§ **Stated task**:
Which lines below contain the string "baseboard"? Find and copy each one, treating uppercase and lowercase as different.

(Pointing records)
☆ ☆ ☆ ☆

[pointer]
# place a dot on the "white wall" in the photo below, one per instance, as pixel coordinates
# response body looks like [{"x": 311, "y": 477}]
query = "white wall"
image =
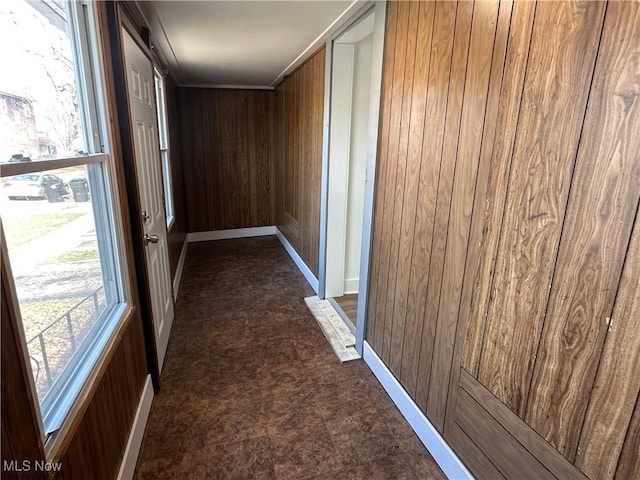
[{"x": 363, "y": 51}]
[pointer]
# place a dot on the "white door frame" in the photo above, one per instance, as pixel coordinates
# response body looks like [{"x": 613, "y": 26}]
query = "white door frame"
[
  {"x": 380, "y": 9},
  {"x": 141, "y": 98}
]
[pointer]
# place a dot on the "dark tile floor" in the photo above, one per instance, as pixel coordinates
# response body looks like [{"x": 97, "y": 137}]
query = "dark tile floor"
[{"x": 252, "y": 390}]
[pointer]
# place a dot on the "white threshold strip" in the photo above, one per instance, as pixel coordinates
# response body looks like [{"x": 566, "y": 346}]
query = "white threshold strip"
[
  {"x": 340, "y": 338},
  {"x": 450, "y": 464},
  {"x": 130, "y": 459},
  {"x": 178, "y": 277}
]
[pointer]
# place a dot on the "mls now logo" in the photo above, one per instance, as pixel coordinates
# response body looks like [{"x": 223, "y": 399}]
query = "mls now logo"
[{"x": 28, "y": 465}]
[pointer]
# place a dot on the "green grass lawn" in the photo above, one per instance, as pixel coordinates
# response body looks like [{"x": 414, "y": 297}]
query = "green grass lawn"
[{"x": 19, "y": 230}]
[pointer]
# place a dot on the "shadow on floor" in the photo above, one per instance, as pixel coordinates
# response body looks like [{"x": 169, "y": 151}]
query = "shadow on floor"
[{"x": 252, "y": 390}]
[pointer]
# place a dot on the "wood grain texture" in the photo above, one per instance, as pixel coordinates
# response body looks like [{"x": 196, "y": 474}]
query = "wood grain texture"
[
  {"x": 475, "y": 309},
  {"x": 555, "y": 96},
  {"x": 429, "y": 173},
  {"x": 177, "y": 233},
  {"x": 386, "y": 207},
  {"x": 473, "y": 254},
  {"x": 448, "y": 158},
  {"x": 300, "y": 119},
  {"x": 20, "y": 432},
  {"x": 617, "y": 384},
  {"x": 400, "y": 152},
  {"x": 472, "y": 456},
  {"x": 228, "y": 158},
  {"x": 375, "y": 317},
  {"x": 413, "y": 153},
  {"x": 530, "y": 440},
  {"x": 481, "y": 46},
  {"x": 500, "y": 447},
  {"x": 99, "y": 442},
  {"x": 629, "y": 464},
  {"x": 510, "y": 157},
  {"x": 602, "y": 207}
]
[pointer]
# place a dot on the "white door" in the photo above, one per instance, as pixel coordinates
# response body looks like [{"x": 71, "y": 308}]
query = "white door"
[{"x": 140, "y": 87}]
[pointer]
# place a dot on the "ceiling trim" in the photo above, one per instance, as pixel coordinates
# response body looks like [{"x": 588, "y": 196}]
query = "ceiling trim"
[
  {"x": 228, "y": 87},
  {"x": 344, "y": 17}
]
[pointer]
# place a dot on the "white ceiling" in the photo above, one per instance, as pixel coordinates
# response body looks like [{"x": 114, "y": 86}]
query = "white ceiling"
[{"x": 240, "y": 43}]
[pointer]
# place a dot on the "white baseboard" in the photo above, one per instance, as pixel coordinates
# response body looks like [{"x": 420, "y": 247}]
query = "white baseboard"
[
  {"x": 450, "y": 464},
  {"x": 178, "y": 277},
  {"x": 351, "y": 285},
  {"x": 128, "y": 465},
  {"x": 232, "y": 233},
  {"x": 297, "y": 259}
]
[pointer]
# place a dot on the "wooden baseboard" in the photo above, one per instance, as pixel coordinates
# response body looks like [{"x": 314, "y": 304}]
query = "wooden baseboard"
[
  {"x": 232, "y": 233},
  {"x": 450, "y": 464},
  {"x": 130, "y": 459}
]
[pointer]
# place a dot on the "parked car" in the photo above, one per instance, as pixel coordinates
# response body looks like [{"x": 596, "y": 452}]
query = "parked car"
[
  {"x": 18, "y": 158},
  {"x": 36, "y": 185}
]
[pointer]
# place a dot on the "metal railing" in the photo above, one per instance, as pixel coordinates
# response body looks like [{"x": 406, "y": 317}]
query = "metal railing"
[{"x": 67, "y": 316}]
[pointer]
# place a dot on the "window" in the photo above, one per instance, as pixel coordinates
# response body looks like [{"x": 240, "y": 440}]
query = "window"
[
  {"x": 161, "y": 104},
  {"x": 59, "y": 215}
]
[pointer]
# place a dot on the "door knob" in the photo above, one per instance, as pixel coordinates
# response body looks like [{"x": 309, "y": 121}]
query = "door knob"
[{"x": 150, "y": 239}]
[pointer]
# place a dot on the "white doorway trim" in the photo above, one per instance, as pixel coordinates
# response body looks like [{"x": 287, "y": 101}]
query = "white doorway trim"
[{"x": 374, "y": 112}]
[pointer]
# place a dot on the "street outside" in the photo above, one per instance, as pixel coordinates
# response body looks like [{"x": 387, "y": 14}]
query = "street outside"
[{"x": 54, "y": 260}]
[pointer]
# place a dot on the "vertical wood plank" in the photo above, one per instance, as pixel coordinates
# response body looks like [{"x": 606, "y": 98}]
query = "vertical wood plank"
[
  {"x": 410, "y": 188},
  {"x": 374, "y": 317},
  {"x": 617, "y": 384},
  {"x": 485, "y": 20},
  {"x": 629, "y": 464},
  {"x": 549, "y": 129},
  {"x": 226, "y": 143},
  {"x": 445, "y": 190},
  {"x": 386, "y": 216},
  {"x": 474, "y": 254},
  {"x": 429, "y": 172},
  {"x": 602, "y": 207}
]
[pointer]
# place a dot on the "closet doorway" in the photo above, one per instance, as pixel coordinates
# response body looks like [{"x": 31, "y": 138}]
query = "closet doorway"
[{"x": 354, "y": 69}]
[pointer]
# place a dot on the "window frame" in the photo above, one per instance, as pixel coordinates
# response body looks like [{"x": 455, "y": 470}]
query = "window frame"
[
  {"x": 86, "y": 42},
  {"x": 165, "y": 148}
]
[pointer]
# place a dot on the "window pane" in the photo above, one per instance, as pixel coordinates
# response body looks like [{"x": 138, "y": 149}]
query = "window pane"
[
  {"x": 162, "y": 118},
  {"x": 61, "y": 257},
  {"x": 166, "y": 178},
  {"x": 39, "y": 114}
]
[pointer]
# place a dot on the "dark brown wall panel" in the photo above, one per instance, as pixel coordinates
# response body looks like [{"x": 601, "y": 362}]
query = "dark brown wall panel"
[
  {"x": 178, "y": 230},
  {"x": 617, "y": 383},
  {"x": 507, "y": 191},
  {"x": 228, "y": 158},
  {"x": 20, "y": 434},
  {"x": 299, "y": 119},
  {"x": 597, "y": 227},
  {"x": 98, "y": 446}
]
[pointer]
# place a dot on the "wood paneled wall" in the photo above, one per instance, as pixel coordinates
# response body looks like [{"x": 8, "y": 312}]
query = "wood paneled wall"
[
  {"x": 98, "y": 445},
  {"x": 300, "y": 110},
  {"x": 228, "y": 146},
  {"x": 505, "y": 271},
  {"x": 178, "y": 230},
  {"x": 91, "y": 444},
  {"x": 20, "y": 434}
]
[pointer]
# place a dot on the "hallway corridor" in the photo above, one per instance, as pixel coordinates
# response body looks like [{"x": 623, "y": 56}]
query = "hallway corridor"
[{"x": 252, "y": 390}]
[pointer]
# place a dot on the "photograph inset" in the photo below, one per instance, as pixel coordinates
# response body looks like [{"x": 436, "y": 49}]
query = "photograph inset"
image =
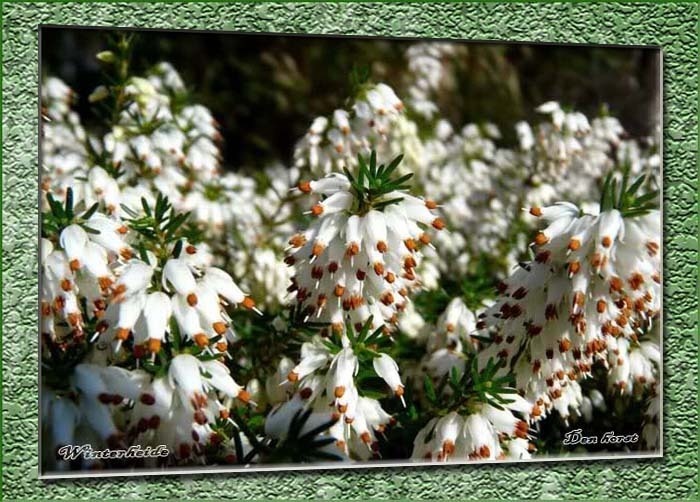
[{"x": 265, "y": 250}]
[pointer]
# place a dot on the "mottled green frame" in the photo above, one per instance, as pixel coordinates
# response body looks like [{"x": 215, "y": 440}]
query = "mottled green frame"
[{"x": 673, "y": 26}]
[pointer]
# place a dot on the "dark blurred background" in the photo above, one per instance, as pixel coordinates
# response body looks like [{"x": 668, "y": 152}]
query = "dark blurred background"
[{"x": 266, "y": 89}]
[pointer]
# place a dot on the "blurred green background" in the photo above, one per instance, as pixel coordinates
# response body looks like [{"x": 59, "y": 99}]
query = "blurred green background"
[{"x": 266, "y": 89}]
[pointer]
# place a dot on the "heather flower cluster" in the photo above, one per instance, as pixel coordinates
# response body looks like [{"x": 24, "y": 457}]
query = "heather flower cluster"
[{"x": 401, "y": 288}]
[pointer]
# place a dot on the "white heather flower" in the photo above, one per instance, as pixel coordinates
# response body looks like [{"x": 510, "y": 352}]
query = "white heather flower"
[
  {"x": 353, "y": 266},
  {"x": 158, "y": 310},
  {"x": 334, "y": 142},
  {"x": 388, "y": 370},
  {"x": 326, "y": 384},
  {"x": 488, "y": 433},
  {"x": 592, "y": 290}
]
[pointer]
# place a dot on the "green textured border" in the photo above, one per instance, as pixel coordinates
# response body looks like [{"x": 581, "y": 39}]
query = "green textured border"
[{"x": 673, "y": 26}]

☆ ☆ ☆ ☆

§ **Output**:
# place a dot on the "white baseboard" in the photo above, one per instance, as pixel coordinates
query = "white baseboard"
# place a dot on the "wooden baseboard" in the photo above, one per instance, as pixel coordinates
query = "wooden baseboard"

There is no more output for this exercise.